Data for this exercise
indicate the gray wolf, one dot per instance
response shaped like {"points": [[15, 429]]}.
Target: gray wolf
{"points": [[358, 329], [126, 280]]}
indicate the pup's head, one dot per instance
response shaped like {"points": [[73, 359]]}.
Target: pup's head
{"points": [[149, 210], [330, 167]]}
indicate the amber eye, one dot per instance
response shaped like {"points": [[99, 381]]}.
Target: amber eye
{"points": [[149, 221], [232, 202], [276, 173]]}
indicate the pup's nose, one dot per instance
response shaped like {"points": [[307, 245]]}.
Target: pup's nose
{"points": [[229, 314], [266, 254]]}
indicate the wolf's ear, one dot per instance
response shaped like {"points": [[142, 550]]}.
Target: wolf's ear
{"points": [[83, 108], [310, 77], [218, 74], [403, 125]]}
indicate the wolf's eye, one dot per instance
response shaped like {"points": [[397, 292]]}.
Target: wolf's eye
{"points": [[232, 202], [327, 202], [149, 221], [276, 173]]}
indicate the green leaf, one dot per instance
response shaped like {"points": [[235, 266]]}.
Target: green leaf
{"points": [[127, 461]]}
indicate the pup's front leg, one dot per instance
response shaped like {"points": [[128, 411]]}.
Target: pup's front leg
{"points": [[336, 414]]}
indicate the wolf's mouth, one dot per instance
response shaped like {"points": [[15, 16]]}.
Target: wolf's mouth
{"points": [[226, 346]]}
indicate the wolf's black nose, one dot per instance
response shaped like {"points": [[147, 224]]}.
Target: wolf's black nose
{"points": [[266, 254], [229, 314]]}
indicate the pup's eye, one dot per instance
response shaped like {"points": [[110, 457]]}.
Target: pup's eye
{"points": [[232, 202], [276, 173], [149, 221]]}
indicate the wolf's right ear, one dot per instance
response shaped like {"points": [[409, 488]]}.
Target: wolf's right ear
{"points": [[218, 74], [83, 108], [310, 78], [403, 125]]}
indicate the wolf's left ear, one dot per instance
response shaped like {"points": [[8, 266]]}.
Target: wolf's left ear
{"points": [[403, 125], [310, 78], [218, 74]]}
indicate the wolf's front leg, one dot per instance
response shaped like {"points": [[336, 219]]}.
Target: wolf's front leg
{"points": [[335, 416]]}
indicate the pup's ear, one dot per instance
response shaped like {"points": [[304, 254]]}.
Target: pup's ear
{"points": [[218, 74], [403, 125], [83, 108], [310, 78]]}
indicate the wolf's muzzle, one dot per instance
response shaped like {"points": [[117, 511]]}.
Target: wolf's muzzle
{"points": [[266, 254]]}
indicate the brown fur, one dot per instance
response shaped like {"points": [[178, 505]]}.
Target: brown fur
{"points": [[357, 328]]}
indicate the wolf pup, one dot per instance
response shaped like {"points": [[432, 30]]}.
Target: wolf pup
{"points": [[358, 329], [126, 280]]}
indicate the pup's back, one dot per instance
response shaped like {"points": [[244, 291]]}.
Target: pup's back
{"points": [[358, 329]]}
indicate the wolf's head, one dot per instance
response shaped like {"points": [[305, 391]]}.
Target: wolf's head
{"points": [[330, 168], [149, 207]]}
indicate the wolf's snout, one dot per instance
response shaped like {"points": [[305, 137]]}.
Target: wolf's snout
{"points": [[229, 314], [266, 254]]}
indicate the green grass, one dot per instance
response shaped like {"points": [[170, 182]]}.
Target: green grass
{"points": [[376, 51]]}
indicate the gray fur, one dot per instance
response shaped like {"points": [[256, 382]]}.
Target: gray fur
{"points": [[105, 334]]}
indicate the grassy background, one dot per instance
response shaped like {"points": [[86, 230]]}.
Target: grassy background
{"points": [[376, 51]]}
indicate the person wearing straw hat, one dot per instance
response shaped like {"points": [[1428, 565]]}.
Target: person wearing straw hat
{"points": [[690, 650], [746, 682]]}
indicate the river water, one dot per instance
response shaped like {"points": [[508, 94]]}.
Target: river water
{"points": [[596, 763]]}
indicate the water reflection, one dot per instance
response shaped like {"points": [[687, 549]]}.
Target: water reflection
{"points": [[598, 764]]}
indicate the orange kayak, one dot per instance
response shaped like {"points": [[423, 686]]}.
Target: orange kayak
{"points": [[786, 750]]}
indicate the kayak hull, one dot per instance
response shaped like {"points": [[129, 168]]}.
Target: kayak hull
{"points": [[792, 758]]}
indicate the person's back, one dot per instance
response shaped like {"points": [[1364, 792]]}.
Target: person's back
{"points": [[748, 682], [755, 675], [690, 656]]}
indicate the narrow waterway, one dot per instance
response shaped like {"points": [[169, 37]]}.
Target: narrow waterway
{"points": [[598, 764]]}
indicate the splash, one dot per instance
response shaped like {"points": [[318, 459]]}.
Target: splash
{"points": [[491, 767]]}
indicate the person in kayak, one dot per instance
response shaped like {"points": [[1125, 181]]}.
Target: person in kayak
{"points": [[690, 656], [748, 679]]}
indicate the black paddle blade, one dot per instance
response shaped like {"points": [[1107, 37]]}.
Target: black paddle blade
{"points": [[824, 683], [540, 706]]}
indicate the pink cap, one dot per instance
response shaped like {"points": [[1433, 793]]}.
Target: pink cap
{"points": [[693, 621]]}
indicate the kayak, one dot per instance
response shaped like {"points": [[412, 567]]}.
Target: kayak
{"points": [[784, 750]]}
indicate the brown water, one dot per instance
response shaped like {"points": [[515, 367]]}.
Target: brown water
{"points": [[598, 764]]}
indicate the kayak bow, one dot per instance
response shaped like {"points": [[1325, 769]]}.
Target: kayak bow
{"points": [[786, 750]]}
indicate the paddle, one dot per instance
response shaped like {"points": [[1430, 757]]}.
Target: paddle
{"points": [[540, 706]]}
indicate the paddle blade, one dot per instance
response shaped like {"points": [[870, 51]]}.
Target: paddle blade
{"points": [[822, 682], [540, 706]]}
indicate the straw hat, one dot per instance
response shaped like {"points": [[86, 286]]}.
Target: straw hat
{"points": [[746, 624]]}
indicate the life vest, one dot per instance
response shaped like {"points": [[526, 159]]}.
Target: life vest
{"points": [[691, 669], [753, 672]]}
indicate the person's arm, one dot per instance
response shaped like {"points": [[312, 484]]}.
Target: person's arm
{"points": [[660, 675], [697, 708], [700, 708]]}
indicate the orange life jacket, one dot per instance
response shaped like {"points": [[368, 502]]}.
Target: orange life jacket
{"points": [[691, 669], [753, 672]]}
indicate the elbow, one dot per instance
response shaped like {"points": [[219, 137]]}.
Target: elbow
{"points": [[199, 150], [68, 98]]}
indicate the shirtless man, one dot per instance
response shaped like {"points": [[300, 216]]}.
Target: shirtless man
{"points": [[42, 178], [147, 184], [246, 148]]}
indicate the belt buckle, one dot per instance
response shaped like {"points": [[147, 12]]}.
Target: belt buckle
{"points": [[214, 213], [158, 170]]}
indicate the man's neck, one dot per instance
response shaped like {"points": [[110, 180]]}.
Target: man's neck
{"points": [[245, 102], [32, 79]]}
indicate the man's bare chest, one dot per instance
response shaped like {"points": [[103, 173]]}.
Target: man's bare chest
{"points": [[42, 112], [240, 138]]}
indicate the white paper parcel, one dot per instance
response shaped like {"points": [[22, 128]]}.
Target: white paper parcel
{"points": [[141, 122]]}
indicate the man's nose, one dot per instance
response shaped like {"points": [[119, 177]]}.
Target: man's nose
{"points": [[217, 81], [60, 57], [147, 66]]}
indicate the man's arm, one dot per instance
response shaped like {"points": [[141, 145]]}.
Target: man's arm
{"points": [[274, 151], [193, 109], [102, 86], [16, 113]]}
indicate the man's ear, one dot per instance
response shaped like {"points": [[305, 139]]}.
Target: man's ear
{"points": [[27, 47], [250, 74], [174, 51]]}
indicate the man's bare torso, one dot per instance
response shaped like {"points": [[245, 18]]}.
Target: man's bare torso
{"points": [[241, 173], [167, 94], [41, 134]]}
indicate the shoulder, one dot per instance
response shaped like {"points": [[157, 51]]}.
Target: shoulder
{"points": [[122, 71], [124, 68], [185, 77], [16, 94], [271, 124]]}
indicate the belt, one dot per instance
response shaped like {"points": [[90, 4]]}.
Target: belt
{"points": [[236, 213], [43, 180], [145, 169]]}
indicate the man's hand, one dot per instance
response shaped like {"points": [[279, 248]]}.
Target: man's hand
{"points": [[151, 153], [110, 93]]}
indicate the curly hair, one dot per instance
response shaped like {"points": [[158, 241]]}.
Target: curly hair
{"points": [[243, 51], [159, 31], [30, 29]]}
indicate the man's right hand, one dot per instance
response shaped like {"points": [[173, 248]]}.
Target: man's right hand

What is required
From the first line of the records to the line containing "indicate the pup's nose, one dot per instance", inclusive, transcribe everything exactly and leave out the rest.

Your response
indicate the gray wolf, one dot per instance
response shaped like {"points": [[15, 429]]}.
Target: gray wolf
{"points": [[358, 329], [126, 280]]}
indicate the pup's head, one dot per instance
response shaped like {"points": [[73, 359]]}.
Target: pup's head
{"points": [[149, 210], [330, 167]]}
indicate the amber eye, one dot per instance
response shaped like {"points": [[99, 381]]}.
Target: amber eye
{"points": [[149, 221], [232, 202], [276, 173]]}
indicate the pup's nose, one dot per instance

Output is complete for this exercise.